Task item A:
According to the tribute to Odetta, in what year did she and her mother move to Los Angeles?
Task item B:
In the tribute to Odetta, rewrite the part that opens with the words containing "We are very" and closes with "and gracious woman.", substituting "New York City" for "NYC".

Page text:
= = =
We are very saddened to annouce the passing of the great folk blues legend, Odetta. She was 77 years old. Odetta had recently been hospitalized in New York City for kidney failure, and succumbed to heart failure on Tuesday.
On a personal note, I will remember the first time I met Odetta at the Town Hall Theater in NYC, when I was booking the musical guests for A Prairie Home Companion. As soon as she walked through the door for sound check that day, her commanding presence and energy filled the room. She was a strong, funny, wise and gracious woman.
Here’s Odetta’s obituary sent from her record label – M.C. Records:
Odetta was born in Birmingham Alabama, Dec. 31 1930.
Her father, Reuben Holmes, died when she was young, and in 1937 she and her mother, Flora Sanders, moved to Los Angeles. Three years later, Odetta discovered that she could sing.
She found her own voice by listening to blues, jazz and folk music from the African-American and Anglo-American traditions. She earned a music degree from Los Angeles City College. Her training in classical music and musical theater was “a nice exercise, but it had nothing to do with my life,” she said.
In 1950, Odetta began singing professionally in a West Coast production of the musical “Finian’s Rainbow,” but she found a stronger calling in the bohemian coffeehouses of San Francisco. “We would finish our play, we’d go to the joint, and people would sit around playing guitars and singing songs and it felt like home,” she said.
She began singing in nightclubs, cutting a striking figure with her guitar and her close-cropped hair.
Her voice plunged deep and soared high, and her songs blended the personal and the political, the theatrical and the spiritual. Her first solo album, “Odetta Sings Ballads and Blues,” resonated with an audience hearing old songs made new.
Bob Dylan, referring to that recording, said in a 1978 interview, “The first thing that turned me on to folk singing was Odetta.” He said he heard something “vital and personal,” and added, “I learned all the songs on that record.” It was her first, and the songs were “Mule Skinner,” “Jack of Diamonds,” “Water Boy,” ” ‘Buked and Scorned.”
Her blues and spirituals led directly to her work for the civil rights movement. They were two rivers running together, she said in her interview with The Times. The words and music captured “the fury and frustration that I had growing up.”
Her fame hit a peak in 1963, when she marched with the Rev. Dr. Martin Luther King Jr. and performed for President John F. Kennedy. But after King was assassinated in 1968, the wind went out of the sails of the civil rights movement and the songs of protest and resistance that had been the movement’s soundtrack. Odetta’s fame flagged for years thereafter.
In 1999 President Bill Clinton awarded Odetta the National Endowment for the Arts
Odetta was married three times: to Don Gordon, to Gary Shead, and, in 1977, to the blues musician Iverson Minter, known professionally as Louisiana Red. The first two marriages ended in divorce; Mr. Minter moved to Germany in 1983 to pursue his performing career.
She was singing and performing well into the 21st century, and her influence stayed strong.
The critic called her “a majestic figure in American music, a direct gateway to bygone generations that feel so foreign today.”
= = =
Excerpted data:
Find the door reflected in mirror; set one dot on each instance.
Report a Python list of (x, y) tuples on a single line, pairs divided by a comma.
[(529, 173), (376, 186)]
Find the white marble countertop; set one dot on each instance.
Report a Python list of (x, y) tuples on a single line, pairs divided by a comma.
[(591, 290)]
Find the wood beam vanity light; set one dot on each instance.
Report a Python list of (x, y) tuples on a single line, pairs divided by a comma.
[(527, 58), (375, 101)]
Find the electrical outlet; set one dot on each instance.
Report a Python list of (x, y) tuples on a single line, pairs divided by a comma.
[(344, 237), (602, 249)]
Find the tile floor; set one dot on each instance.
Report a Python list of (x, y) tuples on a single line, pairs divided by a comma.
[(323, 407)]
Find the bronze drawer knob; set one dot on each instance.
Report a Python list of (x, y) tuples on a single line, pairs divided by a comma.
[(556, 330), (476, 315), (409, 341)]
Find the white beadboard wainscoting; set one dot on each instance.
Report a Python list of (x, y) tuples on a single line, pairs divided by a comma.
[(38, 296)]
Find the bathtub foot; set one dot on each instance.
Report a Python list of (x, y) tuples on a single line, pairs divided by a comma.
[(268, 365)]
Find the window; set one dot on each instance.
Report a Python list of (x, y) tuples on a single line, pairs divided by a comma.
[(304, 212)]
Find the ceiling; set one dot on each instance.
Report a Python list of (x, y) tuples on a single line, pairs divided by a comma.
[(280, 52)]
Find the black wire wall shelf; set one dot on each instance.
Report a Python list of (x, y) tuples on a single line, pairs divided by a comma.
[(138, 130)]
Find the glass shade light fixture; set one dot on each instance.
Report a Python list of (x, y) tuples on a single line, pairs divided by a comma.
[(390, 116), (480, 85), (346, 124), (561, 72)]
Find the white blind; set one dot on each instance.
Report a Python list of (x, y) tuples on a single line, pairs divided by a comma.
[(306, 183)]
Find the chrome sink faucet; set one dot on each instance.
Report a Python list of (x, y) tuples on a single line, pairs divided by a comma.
= = =
Your response A:
1937

Your response B:
We are very saddened to annouce the passing of the great folk blues legend, Odetta. She was 77 years old. Odetta had recently been hospitalized in New York City for kidney failure, and succumbed to heart failure on Tuesday.
On a personal note, I will remember the first time I met Odetta at the Town Hall Theater in New York City, when I was booking the musical guests for A Prairie Home Companion. As soon as she walked through the door for sound check that day, her commanding presence and energy filled the room. She was a strong, funny, wise and gracious woman.